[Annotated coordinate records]
** Begin **

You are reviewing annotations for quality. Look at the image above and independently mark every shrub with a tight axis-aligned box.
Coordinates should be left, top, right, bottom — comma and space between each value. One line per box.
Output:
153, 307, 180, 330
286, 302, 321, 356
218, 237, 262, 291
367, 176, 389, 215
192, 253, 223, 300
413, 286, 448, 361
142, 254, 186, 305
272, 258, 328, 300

** End **

* _What is asked_:
Reproduce every line of the rows above word for word, including the coordinate lines.

* _Output of the exercise_:
You are reviewing annotations for quality. Look at the image above and independently mark every shrub with a tight axis-aligned box.
Coordinates should be left, top, right, bottom — comma and space between each value. One line per box.
Output:
153, 307, 180, 330
286, 302, 321, 356
218, 237, 262, 291
367, 176, 389, 215
192, 253, 223, 300
413, 286, 448, 361
142, 254, 186, 305
272, 258, 328, 300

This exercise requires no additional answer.